▶ **Excerpted data**
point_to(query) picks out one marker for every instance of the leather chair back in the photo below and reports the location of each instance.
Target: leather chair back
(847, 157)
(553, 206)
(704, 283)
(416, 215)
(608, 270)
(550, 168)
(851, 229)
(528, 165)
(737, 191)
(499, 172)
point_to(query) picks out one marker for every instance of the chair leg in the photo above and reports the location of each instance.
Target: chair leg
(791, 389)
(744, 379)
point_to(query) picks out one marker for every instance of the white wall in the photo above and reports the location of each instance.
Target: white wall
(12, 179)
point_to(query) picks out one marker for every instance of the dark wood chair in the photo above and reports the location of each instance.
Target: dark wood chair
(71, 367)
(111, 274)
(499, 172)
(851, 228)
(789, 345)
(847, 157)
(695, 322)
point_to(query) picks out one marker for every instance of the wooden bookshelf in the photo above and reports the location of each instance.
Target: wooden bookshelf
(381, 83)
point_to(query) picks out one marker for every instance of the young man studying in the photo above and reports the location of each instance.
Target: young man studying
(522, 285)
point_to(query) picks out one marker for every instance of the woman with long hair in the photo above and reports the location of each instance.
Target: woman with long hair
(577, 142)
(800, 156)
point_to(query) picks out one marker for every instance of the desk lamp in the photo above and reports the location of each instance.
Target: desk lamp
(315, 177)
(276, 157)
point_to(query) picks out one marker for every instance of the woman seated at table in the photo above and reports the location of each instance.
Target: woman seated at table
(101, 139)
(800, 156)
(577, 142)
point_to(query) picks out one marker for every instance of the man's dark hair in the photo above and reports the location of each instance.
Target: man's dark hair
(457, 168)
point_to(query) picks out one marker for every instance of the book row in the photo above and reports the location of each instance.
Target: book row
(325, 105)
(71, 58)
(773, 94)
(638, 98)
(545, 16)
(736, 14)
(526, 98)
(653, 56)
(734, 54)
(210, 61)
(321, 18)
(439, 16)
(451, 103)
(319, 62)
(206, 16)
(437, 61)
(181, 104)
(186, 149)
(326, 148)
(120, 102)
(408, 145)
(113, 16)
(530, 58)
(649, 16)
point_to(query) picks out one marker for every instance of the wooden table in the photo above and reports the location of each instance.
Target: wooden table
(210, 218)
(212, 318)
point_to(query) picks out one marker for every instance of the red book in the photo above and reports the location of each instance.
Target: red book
==
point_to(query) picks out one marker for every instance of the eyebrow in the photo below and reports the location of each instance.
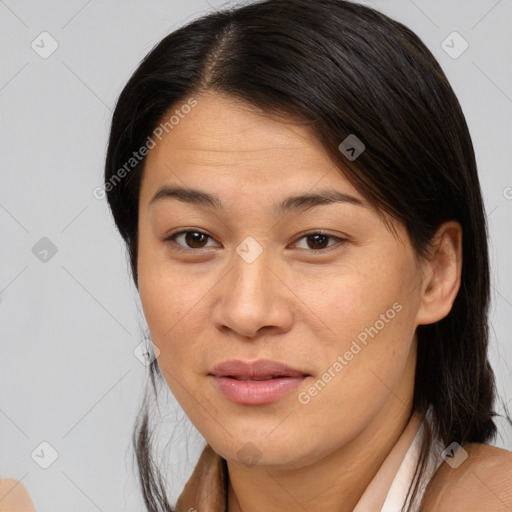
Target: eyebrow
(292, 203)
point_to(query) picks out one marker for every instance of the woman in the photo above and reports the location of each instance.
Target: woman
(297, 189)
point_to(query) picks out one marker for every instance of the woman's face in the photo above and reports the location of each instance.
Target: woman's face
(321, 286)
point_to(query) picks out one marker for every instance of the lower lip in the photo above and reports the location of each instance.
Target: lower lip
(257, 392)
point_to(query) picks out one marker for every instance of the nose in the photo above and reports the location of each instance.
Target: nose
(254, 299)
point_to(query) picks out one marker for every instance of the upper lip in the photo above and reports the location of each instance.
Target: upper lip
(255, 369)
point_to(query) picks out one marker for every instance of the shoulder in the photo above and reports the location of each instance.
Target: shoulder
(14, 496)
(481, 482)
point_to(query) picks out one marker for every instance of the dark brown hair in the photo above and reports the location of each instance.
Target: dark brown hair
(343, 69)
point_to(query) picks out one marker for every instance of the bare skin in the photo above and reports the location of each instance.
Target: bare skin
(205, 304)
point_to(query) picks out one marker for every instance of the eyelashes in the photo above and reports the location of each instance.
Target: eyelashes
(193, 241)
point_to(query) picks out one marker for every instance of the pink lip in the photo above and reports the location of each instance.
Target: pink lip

▶ **What is needed**
Write out exactly the lines that fall from the line with "the woman in" to the line with "Target: pink lip" in the records above, keeping both ends.

▶ **Exercise output**
point_to(query) picks out one marker for every instance of the woman in the photo above and reports the location of each instance.
Target: woman
(297, 189)
point_to(query) picks out one marker for every instance of the woman's face in the photo above and reports the location of each instance.
Target: woman's face
(321, 286)
point_to(query) picks out one marker for every instance of the lower lip in the photo above and reports the location of each instance.
Target: lower lip
(257, 392)
point_to(query) picks out one marker for every instance of the nose in the photo above and reports the location of each instance.
Target: nose
(254, 299)
point_to(query) picks out one marker for every instance of the upper lip in the photo above and reports the location of each instance.
Target: upper lip
(255, 369)
point_to(query) picks out one marker for every instance of the shoulder in the photo above and reports the location of each instance.
Target: shoulder
(14, 496)
(481, 482)
point_to(query) picks out one marker for every instance of the dark brown hair in the photo above and reports the location of each instance.
Target: dark brown hair
(343, 69)
point_to(query) picks out one marker for every instance of the bare skin in the photo above and reports the location of each instance.
Target: bare skin
(205, 304)
point_to(query) picks out one marker for every instance of the eyelashes in the photo above and reports the location of each instance.
Target: eyelashes
(193, 241)
point_to(query) picks out one marker for every instance of the pink lip in the photo above and reports the location of each instance.
Target: pink lip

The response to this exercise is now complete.